Excerpts from point annotation data:
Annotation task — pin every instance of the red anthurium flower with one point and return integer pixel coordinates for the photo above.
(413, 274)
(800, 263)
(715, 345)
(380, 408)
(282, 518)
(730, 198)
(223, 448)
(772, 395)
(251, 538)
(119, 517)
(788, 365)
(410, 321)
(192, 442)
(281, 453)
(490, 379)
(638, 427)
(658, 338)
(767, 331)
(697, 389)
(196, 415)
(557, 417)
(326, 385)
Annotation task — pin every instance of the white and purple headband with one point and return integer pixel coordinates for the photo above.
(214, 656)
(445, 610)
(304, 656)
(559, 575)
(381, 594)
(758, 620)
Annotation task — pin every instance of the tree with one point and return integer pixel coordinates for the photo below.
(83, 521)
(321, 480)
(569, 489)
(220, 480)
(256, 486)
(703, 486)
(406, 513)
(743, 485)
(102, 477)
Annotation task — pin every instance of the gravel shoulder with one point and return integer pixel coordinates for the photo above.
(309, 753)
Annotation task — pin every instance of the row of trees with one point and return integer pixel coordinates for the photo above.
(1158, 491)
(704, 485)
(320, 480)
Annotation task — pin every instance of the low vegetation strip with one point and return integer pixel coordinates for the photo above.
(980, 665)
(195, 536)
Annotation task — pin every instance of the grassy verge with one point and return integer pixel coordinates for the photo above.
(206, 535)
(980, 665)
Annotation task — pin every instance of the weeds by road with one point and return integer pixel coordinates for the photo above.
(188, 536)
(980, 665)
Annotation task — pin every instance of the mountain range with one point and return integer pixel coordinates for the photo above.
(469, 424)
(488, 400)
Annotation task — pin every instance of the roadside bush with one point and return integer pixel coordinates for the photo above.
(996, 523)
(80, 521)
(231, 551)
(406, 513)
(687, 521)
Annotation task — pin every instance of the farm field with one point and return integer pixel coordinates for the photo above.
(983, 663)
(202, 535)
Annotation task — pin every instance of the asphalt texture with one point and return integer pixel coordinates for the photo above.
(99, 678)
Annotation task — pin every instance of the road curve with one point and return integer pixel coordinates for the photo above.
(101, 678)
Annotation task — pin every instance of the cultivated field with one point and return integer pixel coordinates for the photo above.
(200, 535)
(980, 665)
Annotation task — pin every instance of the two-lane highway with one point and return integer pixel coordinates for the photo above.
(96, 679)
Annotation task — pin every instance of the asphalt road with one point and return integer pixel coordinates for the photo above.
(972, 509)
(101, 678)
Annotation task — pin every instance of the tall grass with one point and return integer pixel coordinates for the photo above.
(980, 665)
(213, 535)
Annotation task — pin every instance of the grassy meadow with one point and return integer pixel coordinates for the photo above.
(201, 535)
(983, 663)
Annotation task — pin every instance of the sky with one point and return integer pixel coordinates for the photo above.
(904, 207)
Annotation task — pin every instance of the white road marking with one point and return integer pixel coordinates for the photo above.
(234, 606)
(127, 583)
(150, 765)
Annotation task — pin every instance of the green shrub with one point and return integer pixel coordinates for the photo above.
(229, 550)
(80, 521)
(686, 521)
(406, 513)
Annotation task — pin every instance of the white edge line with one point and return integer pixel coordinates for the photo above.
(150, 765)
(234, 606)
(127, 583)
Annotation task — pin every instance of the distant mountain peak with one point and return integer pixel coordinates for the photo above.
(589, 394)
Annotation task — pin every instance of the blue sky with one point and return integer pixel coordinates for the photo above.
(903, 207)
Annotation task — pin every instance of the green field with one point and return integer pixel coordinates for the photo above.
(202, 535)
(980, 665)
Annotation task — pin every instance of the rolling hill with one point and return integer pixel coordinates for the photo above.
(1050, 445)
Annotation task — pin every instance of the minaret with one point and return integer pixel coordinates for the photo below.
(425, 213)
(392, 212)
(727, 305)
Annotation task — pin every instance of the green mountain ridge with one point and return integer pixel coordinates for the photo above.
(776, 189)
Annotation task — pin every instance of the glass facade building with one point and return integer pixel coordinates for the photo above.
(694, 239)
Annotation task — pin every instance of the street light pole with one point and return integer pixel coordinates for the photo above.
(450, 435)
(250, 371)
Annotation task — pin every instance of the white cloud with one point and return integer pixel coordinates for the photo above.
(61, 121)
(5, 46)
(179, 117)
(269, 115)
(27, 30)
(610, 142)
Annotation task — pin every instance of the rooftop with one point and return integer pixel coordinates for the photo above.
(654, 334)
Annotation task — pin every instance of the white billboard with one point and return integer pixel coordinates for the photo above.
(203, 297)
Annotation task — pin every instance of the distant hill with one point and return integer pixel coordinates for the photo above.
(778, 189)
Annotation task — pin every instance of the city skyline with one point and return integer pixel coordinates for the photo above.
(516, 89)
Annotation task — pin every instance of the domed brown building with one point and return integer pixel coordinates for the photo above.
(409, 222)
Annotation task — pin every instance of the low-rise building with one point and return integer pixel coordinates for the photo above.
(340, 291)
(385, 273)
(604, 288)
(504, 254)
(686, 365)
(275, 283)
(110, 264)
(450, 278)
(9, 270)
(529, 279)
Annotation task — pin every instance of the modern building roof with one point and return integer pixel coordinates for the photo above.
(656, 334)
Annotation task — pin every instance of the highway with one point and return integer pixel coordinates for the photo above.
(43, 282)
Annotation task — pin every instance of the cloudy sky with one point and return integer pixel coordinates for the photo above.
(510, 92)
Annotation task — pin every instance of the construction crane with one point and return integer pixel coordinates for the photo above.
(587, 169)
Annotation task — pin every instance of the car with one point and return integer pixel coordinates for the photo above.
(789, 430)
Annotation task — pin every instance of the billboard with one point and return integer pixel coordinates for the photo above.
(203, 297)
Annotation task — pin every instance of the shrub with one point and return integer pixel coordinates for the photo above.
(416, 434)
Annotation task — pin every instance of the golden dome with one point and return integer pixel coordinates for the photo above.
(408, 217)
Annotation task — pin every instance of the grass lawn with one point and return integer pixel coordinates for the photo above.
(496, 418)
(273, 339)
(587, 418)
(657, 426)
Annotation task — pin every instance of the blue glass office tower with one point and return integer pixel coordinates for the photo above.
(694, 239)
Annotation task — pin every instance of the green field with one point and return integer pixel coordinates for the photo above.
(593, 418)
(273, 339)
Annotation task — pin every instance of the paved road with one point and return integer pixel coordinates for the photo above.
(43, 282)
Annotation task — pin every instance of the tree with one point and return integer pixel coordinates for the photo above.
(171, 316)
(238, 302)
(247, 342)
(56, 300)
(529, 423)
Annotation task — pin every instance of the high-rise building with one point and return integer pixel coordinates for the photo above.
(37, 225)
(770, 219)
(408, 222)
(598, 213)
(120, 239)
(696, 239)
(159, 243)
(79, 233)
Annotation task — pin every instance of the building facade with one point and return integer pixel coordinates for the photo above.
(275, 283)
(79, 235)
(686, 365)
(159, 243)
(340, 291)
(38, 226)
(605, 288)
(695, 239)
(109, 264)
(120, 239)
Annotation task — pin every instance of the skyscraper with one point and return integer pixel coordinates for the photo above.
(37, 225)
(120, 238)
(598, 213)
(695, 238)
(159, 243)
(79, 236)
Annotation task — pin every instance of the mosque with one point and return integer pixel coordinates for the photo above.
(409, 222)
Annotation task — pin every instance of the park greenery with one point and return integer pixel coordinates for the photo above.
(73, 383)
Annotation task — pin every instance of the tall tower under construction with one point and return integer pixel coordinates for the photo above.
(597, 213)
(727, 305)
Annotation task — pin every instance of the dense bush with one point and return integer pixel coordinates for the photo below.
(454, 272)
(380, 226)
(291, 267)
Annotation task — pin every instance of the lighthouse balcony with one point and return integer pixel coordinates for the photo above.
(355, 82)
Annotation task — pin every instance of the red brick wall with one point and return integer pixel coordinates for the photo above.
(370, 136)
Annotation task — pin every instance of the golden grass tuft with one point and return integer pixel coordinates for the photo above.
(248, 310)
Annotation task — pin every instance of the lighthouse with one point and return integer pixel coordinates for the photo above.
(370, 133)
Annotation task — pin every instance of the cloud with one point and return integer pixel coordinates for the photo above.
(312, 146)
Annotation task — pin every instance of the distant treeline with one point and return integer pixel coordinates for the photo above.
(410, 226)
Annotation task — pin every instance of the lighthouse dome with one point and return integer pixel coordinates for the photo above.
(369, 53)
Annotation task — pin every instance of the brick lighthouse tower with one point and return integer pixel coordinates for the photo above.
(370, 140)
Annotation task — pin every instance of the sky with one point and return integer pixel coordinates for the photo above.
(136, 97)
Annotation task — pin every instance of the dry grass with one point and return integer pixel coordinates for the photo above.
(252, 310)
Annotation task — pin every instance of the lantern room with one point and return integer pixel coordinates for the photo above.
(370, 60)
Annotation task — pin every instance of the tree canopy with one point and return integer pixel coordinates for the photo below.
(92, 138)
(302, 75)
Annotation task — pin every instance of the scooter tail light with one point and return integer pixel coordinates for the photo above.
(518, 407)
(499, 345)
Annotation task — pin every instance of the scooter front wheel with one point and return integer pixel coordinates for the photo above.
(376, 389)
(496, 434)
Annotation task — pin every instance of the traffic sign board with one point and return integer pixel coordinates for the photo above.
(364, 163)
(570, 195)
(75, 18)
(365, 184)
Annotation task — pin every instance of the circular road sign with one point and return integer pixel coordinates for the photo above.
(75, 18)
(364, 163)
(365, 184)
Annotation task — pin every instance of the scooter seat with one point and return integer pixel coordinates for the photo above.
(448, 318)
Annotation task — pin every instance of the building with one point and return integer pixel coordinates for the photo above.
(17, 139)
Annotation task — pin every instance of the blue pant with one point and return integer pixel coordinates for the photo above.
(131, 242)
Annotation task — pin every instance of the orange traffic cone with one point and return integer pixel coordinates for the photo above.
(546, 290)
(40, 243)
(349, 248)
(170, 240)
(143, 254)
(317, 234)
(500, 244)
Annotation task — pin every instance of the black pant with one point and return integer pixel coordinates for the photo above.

REQUIRED WORK
Begin with the line containing "Annotation task — pin every instance of the traffic" and repeat each line exactly until the records above end.

THE OUTPUT
Annotation task — pin every instance of the traffic sign board with one point and return integer pixel coordinates for the photo above.
(364, 163)
(570, 195)
(75, 18)
(365, 184)
Annotation task — pin every instance of the circular road sign with one point and return integer pixel coordinates for the photo above.
(75, 18)
(364, 163)
(365, 184)
Annotation task — pin every instance of the scooter seat with one point and return integer pixel coordinates for the photo above.
(448, 318)
Annotation task — pin every instance of the building with one point and return integer pixel coordinates for the photo above.
(17, 139)
Annotation task — pin every instance of the blue pant with one point and return integer pixel coordinates for the photo above.
(131, 242)
Annotation task — pin every instance of the orange traffic cone with one point and return integer pixel coordinates for the photo above.
(546, 290)
(40, 243)
(349, 248)
(170, 240)
(143, 254)
(317, 234)
(500, 244)
Annotation task — pin every instance of the black pant with one point and return integer pixel coordinates for the photo above.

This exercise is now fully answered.